(DOCUMENT TEXT)

Katarina came to Germany just over two years ago. She previously lived in Ukraine. But after the war began, her home was no longer safe. Bombs fell and the situation worsened. She and her family found refuge in Germany. But her experiences haunted her here too. She developed sleep problems and anxiety. She found her way to the CIMH through a referral from her GP and has now been receiving treatment at the Transcultural Outpatient Clinic for a year. For Katarina, it is not primarily the common language, but rather the cultural understanding that is important in her treatment. When she talks to her Ukrainian-speaking doctor, she feels that she is understood on a deeper level: “When I work with him, I have the feeling that he understands me. He knows my Ukrainian realities. I feel more comfortable and open with him.”
Patients often feel better understood and less confronted with prejudices if their practitioners have similar cultural backgrounds or have experience of migration themselves. “Perceived or even suspected similarities lead to an advance of trust that patients place in us. As a result, they open up more during the first conversation and can confide in us more easily,” says Dimitri Hefter. “However, our culturally sensitive work is crucial for the therapeutic relationship,” adds Meryem Başak, a psychological psychotherapist in the Transcultural Outpatient Clinic team. Collaboration in this context works at a level that goes far beyond pure language skills.

(End DOCUMENT TEXT)

## PROBLEM TO SOLVE
Return, unchanged, the part of the clinic text starting at "Patients often feel" and ending at "pure language skills.". The records are separate material, unrelated to the clinic text.

(EXTRACTED ENTRIES)

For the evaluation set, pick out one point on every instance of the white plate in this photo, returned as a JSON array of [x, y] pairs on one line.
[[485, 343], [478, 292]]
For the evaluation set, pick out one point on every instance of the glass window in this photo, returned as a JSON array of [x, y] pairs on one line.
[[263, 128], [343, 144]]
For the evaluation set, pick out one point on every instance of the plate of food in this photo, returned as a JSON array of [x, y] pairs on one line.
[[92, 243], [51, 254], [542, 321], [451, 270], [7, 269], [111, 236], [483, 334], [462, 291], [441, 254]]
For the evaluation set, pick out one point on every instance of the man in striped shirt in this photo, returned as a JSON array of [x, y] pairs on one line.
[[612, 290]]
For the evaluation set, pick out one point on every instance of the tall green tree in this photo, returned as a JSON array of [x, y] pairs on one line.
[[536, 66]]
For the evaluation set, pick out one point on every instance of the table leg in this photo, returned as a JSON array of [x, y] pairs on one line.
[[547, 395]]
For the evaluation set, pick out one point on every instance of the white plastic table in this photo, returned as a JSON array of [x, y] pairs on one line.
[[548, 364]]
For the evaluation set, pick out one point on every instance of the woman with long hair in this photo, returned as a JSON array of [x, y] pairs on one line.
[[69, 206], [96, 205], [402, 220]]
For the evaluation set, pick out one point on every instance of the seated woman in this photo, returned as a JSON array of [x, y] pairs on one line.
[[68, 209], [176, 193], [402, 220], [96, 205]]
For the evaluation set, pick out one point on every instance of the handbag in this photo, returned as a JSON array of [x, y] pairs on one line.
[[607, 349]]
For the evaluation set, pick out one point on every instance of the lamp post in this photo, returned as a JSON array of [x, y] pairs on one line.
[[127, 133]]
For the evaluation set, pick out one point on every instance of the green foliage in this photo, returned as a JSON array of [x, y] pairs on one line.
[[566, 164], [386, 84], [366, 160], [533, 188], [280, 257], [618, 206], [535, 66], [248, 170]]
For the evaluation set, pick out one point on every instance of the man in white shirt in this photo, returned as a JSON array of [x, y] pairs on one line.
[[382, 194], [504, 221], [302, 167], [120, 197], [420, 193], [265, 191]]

(End EXTRACTED ENTRIES)

## RESPONSE TO THIS EXERCISE
Patients often feel better understood and less confronted with prejudices if their practitioners have similar cultural backgrounds or have experience of migration themselves. “Perceived or even suspected similarities lead to an advance of trust that patients place in us. As a result, they open up more during the first conversation and can confide in us more easily,” says Dimitri Hefter. “However, our culturally sensitive work is crucial for the therapeutic relationship,” adds Meryem Başak, a psychological psychotherapist in the Transcultural Outpatient Clinic team. Collaboration in this context works at a level that goes far beyond pure language skills.